УСЛОВИЕ ЗАДАЧИ:
Сколько лет, согласно приведённой в отрывке о грехопадении Нехлюдова и Катюши цитате, завеса скрывала от Нехлюдова его преступление?

ЦИТИРУЕМЫЙ ТЕКСТ:
──────
Сочетание возвышенного (в понимании Толстого) и низменного для художника, тяготеющего к крайностям и, судя по всему, из романа в роман описывающего собственную тягу к соединению их в нечто органичное и нераздельное, характерно в описании грехопадения Нехлюдова и Катюши.  Пасха, очарование ее юного образа в церкви (все это относится к «хорошему» проявлению любви Нехлюдова) и в этот же день верх одерживает вожделение («дурное», если бы говорил ребенок, он мог выразиться именно так). Лично мне этот момент романа представляется образцом схематичного решения. Хотя в обрисовке самой девушки ничто не кажется натяжкой, искусственен здесь Нехлюдов. Его внутренние монологи кажутся излишне патетическими, создается впечатление, что он все преувеличивает и драматизирует, может, поэтому возникает ощущение авторской неприкрытой иронии: «А между тем в глубине своей души он уже чувствовал всю жестокость, подлость, низость не только этого поступка, но всей своей праздной, развратной, жестокой и самодовольной жизни, и та страшная завеса, которая каким-то чудом все это время, все эти двенадцать лет скрывала от него и это преступление и всю его последующую жизнь, уже колебалась, и он урывками уже заглядывал за нее».
──────
СОХРАНЁННЫЕ ДАННЫЕ:
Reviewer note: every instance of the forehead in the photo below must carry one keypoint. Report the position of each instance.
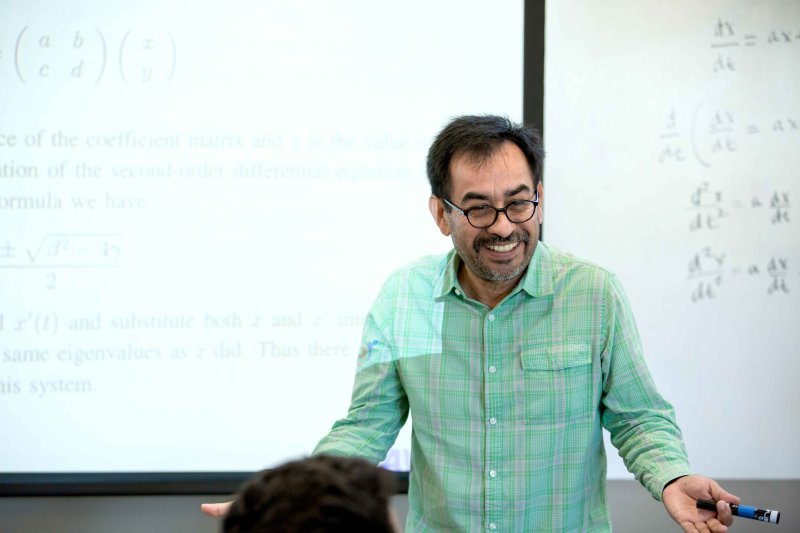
(505, 170)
──────
РЕШЕНИЕ ЗАДАЧИ:
Двенадцать лет.